Testo mostrato:
Ha aspettato un giorno, poi due, poi tre. Ha sperato fino all’ultimo che, dopo la dissociazione di questo o quell’esponente della maggioranza di governo, «l’ignobile provocazione del manifesto affisso nei giorni scorsi a Milano» (parole del Quirinale) venisse finalmente stigmatizzata dallo stesso presidente del Consiglio. Alla fine, quando ha avuto chiaro che questo non sarebbe accaduto, la decisione: e stavolta non una nota di critica per i toni e i modi, non un generico invito alla moderazione e nemmeno un messaggio alle Camere oppure al Paese.
Piuttosto, il passo più istituzionale possibile, un’iniziativa che coinvolgerà e rappresenterà tutte le istituzioni: comprese quelle che mai avrebbero voluto che il prossimo Giorno della Memoria (9 maggio) venisse dedicato alle vittime del terrorismo, magistrati in testa a tutti.

Compiti dell'esercizio:
**a)** Rispondi a queste domande sul testo mostrato:
(i) Secondo la prima frase, per quanti giorni in tutto si è aspettato?
(ii) Di chi sono le parole «l'ignobile provocazione del manifesto affisso nei giorni scorsi a Milano»?
(iii) A chi verrà dedicato il prossimo Giorno della Memoria, e in quale data cade?
**b)** Puoi riscrivere in forma più breve il paragrafo del testo mostrato che comincia con «Ha aspettato un giorno», mantenendone i fatti principali?

Dati mostrati:
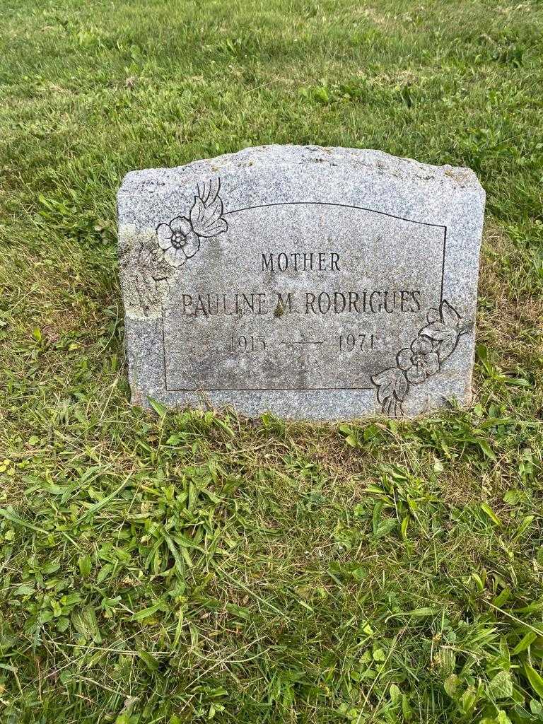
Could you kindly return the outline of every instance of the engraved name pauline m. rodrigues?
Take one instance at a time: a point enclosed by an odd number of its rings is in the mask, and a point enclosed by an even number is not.
[[[228,230],[219,195],[220,180],[198,185],[198,194],[189,216],[177,216],[159,224],[156,237],[165,261],[177,269],[200,250],[202,238]],[[230,213],[235,213],[231,211]],[[342,260],[337,252],[279,251],[262,253],[258,271],[269,277],[277,272],[340,272]],[[272,292],[269,290],[230,293],[182,293],[179,313],[185,317],[206,318],[224,315],[263,316],[288,312],[292,315],[413,313],[421,310],[421,291],[416,289],[358,289]],[[426,324],[408,348],[400,349],[395,363],[371,378],[377,399],[387,415],[403,415],[403,403],[412,385],[420,384],[439,371],[456,349],[462,334],[471,324],[461,324],[460,315],[446,300],[426,311]],[[341,337],[340,337],[341,339]],[[373,348],[374,335],[371,335]],[[263,345],[266,349],[266,345]]]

Soluzioni dell'esercizio:
**a)**
(i) Tre giorni.
(ii) Del Quirinale.
(iii) Alle vittime del terrorismo; il 9 maggio.

**b)** Ha atteso tre giorni, sperando che, dopo la presa di distanza di alcuni esponenti della maggioranza, anche il presidente del Consiglio condannasse il manifesto affisso a Milano, definito dal Quirinale «ignobile provocazione». Capito che non sarebbe successo, ha preso la sua decisione: niente nota critica sui toni, niente invito generico alla moderazione, niente messaggio alle Camere o al Paese.